[START OF Data to process]

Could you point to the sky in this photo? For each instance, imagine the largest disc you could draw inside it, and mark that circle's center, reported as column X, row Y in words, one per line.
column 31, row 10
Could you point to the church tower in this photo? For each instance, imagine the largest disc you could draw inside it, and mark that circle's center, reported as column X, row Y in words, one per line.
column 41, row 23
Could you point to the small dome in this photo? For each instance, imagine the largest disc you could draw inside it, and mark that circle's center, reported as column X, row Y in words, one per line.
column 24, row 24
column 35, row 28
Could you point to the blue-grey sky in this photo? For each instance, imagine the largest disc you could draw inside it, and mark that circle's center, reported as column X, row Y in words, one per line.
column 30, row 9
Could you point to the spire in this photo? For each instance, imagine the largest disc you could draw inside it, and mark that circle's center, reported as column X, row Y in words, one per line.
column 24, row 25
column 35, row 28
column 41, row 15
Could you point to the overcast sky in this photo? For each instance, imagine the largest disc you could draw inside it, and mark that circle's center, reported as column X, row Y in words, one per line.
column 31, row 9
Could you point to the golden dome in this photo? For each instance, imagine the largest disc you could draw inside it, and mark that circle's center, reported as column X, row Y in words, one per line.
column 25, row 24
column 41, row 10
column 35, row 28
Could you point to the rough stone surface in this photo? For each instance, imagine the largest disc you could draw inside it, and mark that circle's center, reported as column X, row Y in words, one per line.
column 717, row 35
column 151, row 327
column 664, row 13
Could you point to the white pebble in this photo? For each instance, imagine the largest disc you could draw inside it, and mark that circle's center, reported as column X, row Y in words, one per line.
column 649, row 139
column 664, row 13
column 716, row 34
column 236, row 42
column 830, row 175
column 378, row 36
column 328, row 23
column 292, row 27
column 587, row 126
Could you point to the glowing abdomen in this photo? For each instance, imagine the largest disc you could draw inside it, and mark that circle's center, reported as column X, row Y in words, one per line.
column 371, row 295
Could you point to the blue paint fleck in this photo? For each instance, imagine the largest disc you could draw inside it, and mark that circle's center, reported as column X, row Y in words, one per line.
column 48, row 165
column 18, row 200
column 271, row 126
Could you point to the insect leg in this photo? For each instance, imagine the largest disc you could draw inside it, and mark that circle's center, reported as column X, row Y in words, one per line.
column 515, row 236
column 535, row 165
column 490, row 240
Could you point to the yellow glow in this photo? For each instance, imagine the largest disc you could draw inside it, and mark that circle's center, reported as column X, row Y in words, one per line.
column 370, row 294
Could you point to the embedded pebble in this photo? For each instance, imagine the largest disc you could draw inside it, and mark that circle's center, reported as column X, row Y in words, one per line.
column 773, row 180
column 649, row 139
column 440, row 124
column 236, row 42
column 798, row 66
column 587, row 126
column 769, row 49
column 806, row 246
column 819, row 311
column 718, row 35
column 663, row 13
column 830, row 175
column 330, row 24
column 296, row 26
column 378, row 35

[END OF Data to process]

Exercise objective – Starting at the line that contains "Could you point to the embedded" and ending with the last line of the listing, write those lines out again. Change "embedded pebble" to "half-buried pebble" and leave everything else as it is.

Answer for the task –
Could you point to the half-buried pebble in this photo? For each instance, imagine the largest disc you could draw inside it, and mark that circle's center, reported as column X, row Y in words, one per line.
column 773, row 180
column 649, row 139
column 440, row 124
column 236, row 42
column 798, row 66
column 587, row 126
column 769, row 49
column 806, row 246
column 819, row 311
column 718, row 35
column 663, row 13
column 830, row 175
column 330, row 24
column 296, row 26
column 378, row 35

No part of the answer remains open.